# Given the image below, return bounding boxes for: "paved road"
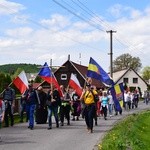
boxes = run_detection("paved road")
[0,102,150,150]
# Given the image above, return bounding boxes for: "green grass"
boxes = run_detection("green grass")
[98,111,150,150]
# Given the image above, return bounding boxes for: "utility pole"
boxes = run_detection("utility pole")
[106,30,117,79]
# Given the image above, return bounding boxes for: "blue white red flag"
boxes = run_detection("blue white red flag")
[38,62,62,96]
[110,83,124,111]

##############################

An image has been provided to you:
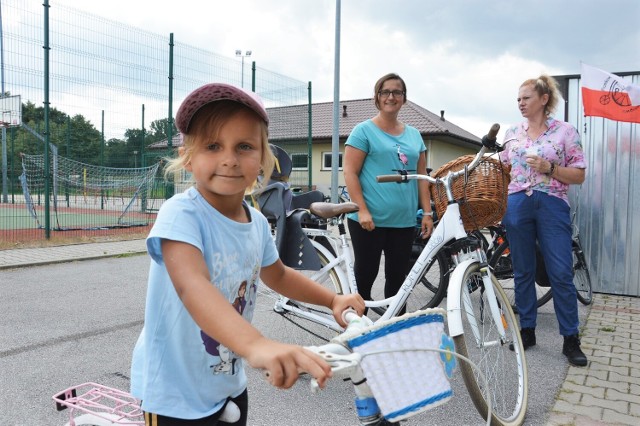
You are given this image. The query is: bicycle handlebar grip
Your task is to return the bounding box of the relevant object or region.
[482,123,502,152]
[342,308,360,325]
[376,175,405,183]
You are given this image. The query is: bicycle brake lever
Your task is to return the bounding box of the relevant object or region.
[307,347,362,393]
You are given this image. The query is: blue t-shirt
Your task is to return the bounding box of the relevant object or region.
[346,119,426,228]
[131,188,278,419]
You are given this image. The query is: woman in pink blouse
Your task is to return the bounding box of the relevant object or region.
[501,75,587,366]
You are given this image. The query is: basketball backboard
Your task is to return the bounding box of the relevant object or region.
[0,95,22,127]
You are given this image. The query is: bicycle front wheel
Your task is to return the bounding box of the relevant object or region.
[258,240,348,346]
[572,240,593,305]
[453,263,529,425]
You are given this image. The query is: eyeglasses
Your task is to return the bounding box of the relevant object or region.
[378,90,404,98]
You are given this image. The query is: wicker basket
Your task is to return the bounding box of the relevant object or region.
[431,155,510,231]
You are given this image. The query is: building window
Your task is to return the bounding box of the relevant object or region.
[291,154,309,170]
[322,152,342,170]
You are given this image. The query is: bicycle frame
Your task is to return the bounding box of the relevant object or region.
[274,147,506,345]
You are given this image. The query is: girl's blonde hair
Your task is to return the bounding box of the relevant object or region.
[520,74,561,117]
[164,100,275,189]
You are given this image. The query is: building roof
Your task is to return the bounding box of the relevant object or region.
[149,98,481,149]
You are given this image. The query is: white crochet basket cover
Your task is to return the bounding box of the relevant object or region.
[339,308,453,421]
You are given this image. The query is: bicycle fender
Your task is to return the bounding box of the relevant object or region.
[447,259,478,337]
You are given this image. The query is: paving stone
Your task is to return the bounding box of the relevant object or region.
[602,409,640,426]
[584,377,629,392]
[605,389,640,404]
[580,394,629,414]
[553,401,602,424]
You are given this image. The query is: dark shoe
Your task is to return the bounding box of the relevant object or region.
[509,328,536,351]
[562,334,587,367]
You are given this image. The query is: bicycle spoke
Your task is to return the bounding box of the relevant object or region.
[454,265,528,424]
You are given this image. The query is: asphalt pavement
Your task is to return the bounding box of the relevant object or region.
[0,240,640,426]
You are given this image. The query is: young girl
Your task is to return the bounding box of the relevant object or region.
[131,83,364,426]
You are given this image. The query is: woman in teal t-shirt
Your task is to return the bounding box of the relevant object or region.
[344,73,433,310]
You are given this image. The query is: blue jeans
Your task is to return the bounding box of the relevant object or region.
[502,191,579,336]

##############################

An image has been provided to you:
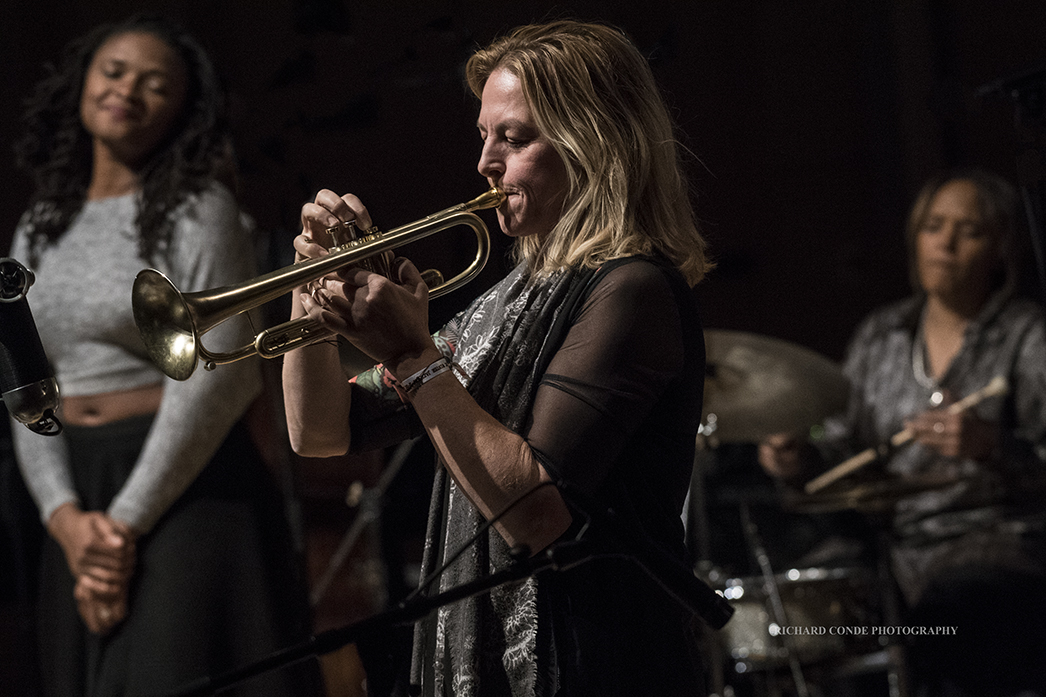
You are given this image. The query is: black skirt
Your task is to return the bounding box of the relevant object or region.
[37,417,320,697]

##############################

What you have to do:
Count the lines in the records above that contain the string "building", and reply with only that number.

Completed exercise:
2